[Stored items from a collection]

'''

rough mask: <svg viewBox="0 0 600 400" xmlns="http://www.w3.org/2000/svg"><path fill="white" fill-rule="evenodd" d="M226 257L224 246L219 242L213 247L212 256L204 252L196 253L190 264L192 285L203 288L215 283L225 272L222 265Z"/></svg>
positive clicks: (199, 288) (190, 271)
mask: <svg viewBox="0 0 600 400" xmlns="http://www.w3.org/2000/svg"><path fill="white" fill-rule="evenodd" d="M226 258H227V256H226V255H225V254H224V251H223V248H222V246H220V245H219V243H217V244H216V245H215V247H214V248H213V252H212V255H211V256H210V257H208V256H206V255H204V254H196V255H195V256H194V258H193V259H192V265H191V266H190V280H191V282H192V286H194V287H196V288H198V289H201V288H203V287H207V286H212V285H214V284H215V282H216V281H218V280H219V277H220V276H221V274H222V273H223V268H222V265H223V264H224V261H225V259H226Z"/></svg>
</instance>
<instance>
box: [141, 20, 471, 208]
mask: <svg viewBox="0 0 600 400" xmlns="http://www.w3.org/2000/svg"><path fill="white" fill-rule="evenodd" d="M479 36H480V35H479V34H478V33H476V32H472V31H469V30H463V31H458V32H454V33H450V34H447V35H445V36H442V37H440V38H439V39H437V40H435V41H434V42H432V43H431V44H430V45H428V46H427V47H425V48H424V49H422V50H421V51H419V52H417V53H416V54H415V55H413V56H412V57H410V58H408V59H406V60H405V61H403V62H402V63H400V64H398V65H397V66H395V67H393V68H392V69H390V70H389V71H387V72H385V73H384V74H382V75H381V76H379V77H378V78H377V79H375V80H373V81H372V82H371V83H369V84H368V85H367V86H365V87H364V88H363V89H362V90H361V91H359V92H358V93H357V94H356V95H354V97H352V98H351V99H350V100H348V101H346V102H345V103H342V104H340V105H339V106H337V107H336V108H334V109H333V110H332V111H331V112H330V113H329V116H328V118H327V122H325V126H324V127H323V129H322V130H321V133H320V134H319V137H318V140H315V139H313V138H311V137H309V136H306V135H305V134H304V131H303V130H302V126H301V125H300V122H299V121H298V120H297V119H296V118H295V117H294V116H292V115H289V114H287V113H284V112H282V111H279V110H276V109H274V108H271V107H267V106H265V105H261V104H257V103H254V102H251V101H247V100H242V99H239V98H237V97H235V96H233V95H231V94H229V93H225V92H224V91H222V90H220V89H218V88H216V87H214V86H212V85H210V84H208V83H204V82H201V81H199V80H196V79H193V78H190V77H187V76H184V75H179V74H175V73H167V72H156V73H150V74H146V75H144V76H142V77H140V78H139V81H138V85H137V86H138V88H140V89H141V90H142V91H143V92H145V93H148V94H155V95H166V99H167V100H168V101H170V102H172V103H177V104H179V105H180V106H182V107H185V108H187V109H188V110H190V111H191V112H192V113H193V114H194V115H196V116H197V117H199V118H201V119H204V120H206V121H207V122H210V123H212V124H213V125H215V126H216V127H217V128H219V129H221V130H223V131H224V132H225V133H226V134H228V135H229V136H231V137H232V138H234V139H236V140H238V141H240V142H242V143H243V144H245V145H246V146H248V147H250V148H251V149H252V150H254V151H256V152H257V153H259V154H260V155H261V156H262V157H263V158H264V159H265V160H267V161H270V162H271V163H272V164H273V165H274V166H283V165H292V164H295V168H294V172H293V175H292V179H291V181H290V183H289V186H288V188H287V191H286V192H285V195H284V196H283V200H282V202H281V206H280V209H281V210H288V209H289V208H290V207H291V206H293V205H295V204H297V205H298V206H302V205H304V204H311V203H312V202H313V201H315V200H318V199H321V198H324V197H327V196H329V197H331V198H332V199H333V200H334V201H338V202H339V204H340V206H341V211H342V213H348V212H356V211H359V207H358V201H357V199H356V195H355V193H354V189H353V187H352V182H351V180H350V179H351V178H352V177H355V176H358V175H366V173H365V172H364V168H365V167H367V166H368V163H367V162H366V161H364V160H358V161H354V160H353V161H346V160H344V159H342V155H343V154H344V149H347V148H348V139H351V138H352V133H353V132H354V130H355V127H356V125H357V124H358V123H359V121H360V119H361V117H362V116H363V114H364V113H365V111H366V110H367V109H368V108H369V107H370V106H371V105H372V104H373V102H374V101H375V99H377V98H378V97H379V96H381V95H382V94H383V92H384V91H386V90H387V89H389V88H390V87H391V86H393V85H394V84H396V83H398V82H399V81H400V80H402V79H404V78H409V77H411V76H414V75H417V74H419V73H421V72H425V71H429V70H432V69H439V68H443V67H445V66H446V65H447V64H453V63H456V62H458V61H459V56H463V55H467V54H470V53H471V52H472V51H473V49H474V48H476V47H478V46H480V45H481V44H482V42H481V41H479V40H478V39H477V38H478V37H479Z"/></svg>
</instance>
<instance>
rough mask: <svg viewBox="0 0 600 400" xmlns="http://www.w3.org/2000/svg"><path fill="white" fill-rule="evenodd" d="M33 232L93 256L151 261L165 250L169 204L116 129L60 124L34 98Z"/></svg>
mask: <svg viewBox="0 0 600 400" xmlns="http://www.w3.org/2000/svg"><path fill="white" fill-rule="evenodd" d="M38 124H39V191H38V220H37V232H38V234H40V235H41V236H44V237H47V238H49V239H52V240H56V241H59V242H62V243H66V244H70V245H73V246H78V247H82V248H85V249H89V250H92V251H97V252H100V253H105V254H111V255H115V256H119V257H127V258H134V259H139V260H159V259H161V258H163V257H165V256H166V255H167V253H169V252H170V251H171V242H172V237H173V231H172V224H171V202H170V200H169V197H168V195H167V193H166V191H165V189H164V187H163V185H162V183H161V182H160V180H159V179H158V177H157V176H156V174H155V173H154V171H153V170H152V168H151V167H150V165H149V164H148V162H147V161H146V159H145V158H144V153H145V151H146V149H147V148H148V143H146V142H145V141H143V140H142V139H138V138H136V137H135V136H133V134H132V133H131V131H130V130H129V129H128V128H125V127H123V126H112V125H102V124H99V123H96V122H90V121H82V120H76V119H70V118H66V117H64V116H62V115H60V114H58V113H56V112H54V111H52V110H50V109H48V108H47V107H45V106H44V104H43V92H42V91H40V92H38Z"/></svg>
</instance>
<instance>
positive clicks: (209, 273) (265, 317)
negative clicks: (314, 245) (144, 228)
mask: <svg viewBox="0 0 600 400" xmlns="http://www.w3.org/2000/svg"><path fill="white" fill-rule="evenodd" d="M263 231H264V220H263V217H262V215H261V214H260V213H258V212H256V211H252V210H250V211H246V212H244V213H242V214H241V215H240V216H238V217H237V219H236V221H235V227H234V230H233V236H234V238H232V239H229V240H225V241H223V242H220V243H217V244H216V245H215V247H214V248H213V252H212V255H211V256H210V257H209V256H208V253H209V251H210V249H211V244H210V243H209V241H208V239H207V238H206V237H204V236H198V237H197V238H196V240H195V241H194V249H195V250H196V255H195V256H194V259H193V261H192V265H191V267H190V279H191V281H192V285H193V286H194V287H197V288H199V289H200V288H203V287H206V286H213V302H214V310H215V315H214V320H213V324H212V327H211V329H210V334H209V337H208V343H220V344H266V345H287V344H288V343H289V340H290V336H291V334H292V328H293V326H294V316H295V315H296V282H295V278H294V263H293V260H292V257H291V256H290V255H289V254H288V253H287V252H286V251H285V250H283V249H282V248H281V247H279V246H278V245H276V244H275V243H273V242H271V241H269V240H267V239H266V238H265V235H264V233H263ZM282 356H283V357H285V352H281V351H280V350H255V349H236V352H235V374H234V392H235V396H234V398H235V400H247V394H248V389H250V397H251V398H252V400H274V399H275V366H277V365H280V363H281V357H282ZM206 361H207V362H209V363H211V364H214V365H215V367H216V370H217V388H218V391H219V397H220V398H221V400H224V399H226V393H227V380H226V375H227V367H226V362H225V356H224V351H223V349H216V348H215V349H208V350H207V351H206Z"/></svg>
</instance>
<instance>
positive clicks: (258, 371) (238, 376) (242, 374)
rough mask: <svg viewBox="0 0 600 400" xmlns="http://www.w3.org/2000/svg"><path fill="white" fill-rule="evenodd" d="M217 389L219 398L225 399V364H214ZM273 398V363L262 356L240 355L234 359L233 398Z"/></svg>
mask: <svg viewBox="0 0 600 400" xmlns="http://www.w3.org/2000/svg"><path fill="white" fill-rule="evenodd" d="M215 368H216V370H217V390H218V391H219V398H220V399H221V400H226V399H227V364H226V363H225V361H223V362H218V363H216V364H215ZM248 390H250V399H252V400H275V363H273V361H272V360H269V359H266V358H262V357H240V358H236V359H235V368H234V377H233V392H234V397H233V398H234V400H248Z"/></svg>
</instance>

'''

# The problem
Reproduce the listing from its first line through the line holding "positive clicks: (199, 288) (190, 271)", with both ends included.

# Solution for this problem
rough mask: <svg viewBox="0 0 600 400" xmlns="http://www.w3.org/2000/svg"><path fill="white" fill-rule="evenodd" d="M226 257L224 246L219 242L213 247L212 256L204 252L196 253L190 264L192 285L203 288L215 283L225 272L222 265Z"/></svg>
positive clicks: (199, 288) (190, 271)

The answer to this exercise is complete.